▸ WHAT YOU SHOULD DO:
Everything in the listing except the pictures should be written out exactly.

▸ RAW DATA:
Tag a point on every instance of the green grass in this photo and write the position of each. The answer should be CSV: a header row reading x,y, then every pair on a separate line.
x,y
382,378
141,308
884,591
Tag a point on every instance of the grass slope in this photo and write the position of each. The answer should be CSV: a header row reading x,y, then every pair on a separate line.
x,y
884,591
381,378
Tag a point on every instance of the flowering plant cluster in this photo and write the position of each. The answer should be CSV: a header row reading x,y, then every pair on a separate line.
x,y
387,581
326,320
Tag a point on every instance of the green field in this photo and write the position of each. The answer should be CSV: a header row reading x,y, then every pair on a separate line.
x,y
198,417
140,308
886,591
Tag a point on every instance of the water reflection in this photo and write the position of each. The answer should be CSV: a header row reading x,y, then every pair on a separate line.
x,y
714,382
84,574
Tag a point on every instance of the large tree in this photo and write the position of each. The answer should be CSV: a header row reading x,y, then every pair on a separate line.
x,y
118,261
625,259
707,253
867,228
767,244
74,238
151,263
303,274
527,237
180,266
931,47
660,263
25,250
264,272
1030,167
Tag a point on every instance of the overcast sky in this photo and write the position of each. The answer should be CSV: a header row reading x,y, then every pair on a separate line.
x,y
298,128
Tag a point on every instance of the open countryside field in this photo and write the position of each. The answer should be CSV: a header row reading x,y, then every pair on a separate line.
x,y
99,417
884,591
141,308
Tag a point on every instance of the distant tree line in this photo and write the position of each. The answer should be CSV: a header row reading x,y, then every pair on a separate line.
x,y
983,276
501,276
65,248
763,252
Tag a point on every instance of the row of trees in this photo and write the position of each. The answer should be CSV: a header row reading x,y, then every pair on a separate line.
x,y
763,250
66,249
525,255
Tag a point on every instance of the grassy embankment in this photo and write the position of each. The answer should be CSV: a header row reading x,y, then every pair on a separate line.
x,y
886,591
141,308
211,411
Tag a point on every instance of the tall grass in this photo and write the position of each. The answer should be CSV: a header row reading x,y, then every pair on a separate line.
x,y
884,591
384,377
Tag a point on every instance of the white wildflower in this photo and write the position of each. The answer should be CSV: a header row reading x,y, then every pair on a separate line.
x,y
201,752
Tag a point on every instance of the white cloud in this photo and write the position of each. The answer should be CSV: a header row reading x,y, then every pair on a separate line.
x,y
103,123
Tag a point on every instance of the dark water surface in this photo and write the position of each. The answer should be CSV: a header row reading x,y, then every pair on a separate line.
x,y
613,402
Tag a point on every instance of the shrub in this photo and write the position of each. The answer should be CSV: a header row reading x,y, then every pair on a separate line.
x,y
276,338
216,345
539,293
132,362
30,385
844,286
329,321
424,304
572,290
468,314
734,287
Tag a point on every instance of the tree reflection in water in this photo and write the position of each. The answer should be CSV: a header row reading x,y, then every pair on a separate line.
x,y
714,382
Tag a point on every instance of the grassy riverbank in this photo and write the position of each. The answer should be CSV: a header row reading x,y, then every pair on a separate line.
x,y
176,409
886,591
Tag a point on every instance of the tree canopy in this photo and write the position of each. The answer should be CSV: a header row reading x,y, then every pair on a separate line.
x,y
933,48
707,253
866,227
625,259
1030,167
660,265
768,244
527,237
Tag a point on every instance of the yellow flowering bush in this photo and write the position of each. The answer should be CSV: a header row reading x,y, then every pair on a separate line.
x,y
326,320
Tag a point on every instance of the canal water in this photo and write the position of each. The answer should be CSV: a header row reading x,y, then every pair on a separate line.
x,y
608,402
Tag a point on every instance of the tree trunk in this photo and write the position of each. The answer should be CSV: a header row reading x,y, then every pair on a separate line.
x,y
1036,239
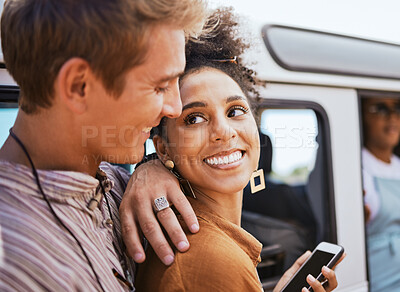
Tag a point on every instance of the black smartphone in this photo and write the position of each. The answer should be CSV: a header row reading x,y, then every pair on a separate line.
x,y
325,254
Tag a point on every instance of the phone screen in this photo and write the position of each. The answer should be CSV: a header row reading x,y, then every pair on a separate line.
x,y
313,267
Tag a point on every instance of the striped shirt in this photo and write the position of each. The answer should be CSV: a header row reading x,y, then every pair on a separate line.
x,y
37,253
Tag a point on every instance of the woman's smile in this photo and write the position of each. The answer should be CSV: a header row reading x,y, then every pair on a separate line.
x,y
226,159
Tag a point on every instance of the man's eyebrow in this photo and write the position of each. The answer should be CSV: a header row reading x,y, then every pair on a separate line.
x,y
235,97
194,104
169,77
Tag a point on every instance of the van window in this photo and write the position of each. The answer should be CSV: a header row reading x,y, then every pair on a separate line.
x,y
296,209
293,135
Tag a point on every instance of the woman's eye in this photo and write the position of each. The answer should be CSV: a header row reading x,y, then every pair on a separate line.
x,y
160,90
237,111
194,119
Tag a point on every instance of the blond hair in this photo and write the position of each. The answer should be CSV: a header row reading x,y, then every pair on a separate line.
x,y
38,37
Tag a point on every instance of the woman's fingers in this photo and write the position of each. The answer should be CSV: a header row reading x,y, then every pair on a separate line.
x,y
183,206
130,233
291,271
149,182
329,284
171,224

▸ TASK RESULT:
Tag a point on every instance of the green grass in this photo and write the position of each. The answer should be CSV: a header row reading x,y, then every pair on a separate line.
x,y
382,378
141,308
884,591
Tag a point on every instance of the grass slope in this photo and write the position of each. The answer should be CSV: a header row reading x,y, then every pair on a separate line.
x,y
884,591
381,378
Tag a point on every instance of the flowering plant cluster in this photo and write the position of each. The answer should be CSV: a header row reading x,y, then every pair on a separate line.
x,y
387,581
326,320
Tag a point on every instance of the green field in this photo and write the position of each. The answer should be CSV: a header row reading x,y, then every pair on a separate line.
x,y
198,417
140,308
886,591
Tag a point on every instance of the water reflection in this photo and write the position of each. The answer should be CSV: a header row reading x,y, then every pair on a separate line.
x,y
714,382
84,574
Tag a point on every instance of the large tree in this photo and write the position of each. The answer should be CSV: a header row reading x,y, then every pair on a separate line.
x,y
118,261
625,259
707,253
867,228
767,244
74,238
151,263
303,274
527,237
180,266
931,47
660,263
25,250
264,272
1030,167
Tag a point on every instance of the overcast sky in this photo and write the position of each. The answer should be CSV: a header row reading x,y, then every pair on a separate line.
x,y
298,128
Tag a point on every instance of the open countryside field in this photo and write the position of each. The answer should be CSV: a header row reading x,y, then every pair on a separate line.
x,y
99,417
884,591
141,308
Tag a point on every instance of the distant tree line in this photo and write the position of each. The answer should be CSV: a header row reading x,y, then every pair on a separate line.
x,y
983,276
501,276
65,248
763,252
Tag a point on every instance of the row of trees in this photo and write the position of each. The answer should be CSV: a header row reading x,y, then every pair on a separate line.
x,y
763,250
66,249
525,255
Tag a point on every instance of the grassy embankment in this photo and write the position of each. The answer should be CSV: a header row reading x,y, then every pair on a separate line.
x,y
886,591
141,308
211,411
Tag a point on every instance of the tall grass in this photo and write the position of each. The answer should be CSV: a header row reading x,y, then every pair on a separate line.
x,y
884,591
384,377
Tag a point on every instance of the white wildflower in this photo and write the position of each. The answer should be CSV: a header row reading x,y, then every pair on a separate line.
x,y
201,752
Tag a point on every instance of the white cloud in this photo and write the position of each. The answer should be CSV: a header row reading x,y, then every pair on a separate line.
x,y
103,123
Tag a point on every instance of the dark water surface in this photo and write the position of each. The answer should be CSV: a header row reading x,y, then every pair on a separate line.
x,y
613,402
Tag a point on every instance of the shrub in this photo and write the position of each. The answer should be CSV: a header row reading x,y, then every pair on a separate line.
x,y
276,338
216,345
539,293
132,362
30,385
844,286
329,321
424,304
572,290
468,314
734,287
Tag a point on every instance of the tree reflection in water in this photo and write the position of each. The answer should be CSV: a header row reading x,y, then every pair on a separate line.
x,y
714,382
Tag a point on every instance of the grassy riverbank in this photo and write the position of each. The answer should be CSV: a header row reading x,y, then every pair on a separate line.
x,y
176,409
886,591
Tag a point on every instance of the tree canopy in this photo and write the position of each. The answer should be CSV: a header row reading x,y, then every pair on a separate line.
x,y
933,48
707,253
866,227
625,259
1030,167
660,265
768,244
527,237
Tag a point on every instance of the yellow flowering bush in this photo and write the position of each. The answer should be CSV: a header row reading x,y, then every pair on a separate line.
x,y
326,320
Tag a point on every instance of the canal water in this photo and write the position of each. The answer should be CSV: a header row reading x,y, then every pair on a separate line.
x,y
608,402
Tag a point on every instance of the tree trunk in this photo and write the position of each. The answer should be CSV: a header row reading x,y, then every pair on a separate line.
x,y
1036,239
Tag a point on every instance of the black smartphone in this photo and write the position of each. The answer should be CSV: a header row reading x,y, then every pair on a separate line.
x,y
325,254
Tag a point on every instance of the phone screen in this photo and write the position of each. The answer should be CSV: a header row reading x,y, then every pair on a separate line.
x,y
313,267
Tag a point on every instance of the striped shirt in this photo and write the position of each. The answer should be CSV: a header row reading x,y, then every pair on a separate line.
x,y
37,253
Tag a point on every instance of the woman's smile in this photo and write the position of each. The answer should be CSV: a header row reading x,y, then every pair on a separate line.
x,y
226,159
Tag a point on every instance of the man's eyebrow in this photo and write the position of each. The answer should be CSV: a header row reading x,y, then every pair on a separate line.
x,y
235,97
194,104
169,77
Tag a point on every instance of the van window in this photo and write the position of each. The answer should be CSV: a header row reading x,y, then every pair on a separate line.
x,y
296,209
293,135
Tag a point on every instance of the woman's eye in this photo and write the position of each. The answer should be CSV: a header row reading x,y, then every pair on a separate line.
x,y
160,90
237,111
194,119
Tag a point on every instance of the blond hair in this photo and write the position of each. The answer should be CSV: a header row reading x,y, then every pair on a separate line.
x,y
38,37
Tag a point on every instance of the woman's fingers in this photo and write the position of each. The answer should be CSV: a header row reading x,y, then every pair on a separate line.
x,y
183,206
130,233
291,271
149,182
329,284
171,224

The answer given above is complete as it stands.